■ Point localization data
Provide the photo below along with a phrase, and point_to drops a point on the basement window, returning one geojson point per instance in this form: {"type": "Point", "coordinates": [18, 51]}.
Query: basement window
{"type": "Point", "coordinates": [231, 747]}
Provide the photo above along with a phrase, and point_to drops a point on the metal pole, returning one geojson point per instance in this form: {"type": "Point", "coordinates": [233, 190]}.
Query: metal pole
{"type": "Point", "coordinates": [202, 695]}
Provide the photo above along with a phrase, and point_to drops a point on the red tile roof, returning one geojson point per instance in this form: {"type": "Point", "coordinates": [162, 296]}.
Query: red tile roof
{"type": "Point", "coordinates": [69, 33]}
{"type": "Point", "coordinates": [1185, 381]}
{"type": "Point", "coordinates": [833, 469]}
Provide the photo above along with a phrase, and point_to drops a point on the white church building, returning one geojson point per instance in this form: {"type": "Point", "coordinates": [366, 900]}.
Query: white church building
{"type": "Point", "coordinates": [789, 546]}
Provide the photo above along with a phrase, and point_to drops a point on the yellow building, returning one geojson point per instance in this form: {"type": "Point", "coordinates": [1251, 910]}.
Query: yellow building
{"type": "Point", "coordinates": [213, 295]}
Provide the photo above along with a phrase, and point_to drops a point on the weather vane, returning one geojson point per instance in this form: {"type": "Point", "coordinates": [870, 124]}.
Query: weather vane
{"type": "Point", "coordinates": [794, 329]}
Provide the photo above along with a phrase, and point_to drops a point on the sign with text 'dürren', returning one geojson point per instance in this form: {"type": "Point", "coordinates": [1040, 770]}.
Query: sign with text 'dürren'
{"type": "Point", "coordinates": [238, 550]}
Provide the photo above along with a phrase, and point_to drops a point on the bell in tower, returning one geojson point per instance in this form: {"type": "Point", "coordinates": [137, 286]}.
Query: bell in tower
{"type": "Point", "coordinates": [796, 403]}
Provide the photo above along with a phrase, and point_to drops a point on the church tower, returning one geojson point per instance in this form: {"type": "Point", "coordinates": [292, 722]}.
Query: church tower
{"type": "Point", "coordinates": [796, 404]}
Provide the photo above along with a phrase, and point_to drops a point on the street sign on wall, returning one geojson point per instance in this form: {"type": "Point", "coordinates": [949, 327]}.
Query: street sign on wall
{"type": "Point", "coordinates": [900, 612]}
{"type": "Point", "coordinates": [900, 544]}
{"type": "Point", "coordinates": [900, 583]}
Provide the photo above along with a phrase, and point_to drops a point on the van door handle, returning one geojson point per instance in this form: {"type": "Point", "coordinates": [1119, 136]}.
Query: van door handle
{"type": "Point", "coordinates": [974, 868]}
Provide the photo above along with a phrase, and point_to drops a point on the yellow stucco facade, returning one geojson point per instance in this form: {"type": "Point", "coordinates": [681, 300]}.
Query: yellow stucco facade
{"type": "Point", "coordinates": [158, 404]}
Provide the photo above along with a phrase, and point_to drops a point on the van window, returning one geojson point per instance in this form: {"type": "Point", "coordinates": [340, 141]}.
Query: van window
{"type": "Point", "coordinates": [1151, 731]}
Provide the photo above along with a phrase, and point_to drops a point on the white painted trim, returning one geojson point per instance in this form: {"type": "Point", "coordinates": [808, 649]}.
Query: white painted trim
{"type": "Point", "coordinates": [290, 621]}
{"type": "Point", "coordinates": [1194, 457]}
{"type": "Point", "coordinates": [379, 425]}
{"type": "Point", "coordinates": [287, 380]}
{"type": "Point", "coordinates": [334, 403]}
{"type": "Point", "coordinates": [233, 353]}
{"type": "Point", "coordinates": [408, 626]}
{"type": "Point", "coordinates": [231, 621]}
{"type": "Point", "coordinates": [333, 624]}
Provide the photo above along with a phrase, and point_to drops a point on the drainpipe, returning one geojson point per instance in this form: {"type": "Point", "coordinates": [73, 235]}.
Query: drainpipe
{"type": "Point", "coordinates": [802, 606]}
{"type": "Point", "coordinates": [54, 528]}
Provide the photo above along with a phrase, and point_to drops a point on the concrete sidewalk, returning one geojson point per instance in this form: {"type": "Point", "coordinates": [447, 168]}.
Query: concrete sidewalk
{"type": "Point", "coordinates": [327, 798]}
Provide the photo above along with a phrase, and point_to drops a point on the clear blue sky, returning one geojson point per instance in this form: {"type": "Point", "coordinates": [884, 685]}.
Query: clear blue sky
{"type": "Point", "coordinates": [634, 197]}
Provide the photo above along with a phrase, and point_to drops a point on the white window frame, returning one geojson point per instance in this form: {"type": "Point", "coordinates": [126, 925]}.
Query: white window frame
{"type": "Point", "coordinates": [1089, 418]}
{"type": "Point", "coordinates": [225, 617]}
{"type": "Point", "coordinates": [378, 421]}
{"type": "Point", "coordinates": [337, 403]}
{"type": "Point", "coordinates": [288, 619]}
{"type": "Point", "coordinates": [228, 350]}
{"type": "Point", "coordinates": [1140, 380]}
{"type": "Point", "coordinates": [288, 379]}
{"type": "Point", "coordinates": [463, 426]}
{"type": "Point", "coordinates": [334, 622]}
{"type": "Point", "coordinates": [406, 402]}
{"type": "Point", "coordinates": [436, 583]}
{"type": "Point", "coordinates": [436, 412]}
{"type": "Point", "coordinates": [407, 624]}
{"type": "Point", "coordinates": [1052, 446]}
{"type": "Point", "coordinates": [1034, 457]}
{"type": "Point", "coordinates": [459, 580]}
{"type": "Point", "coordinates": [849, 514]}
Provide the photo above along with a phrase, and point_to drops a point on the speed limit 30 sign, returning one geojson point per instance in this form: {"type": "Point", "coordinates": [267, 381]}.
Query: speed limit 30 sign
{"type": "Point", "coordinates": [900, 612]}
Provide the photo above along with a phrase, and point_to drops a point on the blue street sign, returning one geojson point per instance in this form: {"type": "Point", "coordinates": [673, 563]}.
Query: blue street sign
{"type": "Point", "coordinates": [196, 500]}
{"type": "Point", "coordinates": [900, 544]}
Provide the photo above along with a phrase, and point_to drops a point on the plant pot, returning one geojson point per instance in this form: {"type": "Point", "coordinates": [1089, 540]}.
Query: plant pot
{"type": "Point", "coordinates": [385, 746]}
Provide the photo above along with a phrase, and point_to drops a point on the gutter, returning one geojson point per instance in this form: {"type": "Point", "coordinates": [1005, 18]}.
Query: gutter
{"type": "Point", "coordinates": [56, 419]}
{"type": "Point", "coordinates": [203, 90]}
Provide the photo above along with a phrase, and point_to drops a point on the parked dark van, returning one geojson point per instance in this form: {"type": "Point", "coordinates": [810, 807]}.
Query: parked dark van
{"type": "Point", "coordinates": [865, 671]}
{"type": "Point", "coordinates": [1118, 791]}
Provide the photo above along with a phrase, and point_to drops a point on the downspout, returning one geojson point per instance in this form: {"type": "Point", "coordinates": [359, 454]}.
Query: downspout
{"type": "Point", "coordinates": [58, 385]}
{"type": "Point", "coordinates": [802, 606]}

...

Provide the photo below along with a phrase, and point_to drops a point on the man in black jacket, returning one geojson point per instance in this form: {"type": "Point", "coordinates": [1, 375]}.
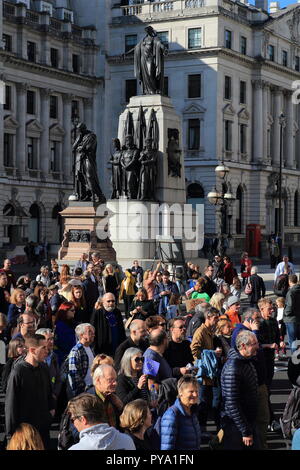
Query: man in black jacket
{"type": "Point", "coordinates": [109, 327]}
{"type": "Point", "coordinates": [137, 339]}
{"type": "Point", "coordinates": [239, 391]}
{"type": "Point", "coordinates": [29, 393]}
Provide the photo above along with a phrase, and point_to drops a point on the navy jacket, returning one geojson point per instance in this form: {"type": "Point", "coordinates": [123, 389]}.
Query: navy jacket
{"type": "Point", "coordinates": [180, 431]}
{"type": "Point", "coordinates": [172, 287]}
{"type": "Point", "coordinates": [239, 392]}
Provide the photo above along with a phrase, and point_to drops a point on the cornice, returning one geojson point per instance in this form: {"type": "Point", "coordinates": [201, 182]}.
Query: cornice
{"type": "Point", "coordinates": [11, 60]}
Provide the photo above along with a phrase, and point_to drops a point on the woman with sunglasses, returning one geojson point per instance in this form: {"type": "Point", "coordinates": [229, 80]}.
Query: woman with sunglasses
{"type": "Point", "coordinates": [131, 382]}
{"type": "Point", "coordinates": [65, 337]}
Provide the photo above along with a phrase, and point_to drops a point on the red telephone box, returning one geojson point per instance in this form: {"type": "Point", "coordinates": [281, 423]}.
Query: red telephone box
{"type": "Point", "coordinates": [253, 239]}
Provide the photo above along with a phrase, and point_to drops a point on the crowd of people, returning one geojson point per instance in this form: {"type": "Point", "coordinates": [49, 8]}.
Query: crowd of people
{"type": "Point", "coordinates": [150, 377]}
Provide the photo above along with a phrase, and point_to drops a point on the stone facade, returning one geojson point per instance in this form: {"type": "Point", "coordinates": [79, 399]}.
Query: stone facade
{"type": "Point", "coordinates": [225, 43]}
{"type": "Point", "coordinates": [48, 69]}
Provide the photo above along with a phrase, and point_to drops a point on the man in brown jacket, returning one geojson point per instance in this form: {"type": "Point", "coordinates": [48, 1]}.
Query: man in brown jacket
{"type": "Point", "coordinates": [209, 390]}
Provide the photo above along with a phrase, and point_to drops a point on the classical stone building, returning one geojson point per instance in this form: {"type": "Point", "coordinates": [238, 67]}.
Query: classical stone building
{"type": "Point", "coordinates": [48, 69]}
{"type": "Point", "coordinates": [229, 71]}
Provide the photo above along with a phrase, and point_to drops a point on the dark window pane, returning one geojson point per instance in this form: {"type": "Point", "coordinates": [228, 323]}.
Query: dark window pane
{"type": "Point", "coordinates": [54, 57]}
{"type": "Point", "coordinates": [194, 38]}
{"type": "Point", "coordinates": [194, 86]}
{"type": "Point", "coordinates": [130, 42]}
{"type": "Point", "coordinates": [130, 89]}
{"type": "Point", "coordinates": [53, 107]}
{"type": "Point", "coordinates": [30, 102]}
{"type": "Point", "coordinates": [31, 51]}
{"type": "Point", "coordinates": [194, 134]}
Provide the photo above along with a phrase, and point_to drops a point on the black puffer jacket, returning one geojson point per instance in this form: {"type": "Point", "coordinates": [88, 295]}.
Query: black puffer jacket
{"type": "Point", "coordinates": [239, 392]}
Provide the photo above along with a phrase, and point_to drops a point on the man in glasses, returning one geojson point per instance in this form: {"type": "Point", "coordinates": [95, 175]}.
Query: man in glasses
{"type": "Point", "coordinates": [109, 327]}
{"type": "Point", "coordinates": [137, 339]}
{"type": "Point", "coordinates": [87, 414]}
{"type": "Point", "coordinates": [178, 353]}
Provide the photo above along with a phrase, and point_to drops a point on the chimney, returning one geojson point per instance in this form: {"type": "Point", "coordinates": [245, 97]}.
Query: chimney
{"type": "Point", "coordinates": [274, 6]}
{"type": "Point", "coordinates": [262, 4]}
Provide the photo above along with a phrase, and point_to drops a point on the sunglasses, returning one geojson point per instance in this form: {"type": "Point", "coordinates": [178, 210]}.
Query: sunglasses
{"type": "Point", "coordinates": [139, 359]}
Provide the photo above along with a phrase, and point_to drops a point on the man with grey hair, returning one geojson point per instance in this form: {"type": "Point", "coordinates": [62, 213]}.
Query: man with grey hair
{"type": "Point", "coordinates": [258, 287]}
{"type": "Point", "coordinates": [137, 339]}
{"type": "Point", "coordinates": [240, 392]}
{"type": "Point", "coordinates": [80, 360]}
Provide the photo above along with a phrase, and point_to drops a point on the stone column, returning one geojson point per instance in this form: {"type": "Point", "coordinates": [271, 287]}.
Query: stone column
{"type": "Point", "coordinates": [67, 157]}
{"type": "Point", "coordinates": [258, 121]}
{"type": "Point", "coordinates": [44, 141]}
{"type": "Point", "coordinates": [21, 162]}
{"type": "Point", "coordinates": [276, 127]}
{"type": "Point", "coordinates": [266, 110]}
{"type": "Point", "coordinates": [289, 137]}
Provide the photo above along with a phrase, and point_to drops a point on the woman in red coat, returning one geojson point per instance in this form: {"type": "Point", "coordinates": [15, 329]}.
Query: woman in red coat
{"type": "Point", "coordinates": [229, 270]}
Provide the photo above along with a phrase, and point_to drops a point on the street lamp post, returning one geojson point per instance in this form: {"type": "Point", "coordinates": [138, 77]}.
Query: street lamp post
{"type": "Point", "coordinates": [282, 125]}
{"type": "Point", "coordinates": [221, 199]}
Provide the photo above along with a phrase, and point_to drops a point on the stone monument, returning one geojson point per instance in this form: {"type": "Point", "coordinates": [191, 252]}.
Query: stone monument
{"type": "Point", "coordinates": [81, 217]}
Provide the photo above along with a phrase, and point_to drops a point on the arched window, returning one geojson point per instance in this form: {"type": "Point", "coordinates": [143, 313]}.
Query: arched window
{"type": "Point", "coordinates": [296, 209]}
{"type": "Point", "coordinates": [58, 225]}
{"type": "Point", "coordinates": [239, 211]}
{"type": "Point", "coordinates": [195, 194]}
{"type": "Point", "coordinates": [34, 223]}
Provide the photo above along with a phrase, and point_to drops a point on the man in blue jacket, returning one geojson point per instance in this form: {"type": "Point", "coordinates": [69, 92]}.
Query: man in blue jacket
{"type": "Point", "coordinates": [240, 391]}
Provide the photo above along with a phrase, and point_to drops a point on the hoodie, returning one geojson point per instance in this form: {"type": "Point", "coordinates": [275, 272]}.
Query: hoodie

■ Instructions for the task
If a line in the records contains the word "below", copy it.

■ Your response
Provide the photo below along with a phrase, and point_to drops a point on the basement window, returning one geojson point per instance in this form: {"type": "Point", "coordinates": [18, 51]}.
Provide the photo below along with a phrase, and point_to drops a point on the man in black jacket, returning one geojson point per instance in this form: {"type": "Point", "coordinates": [1, 375]}.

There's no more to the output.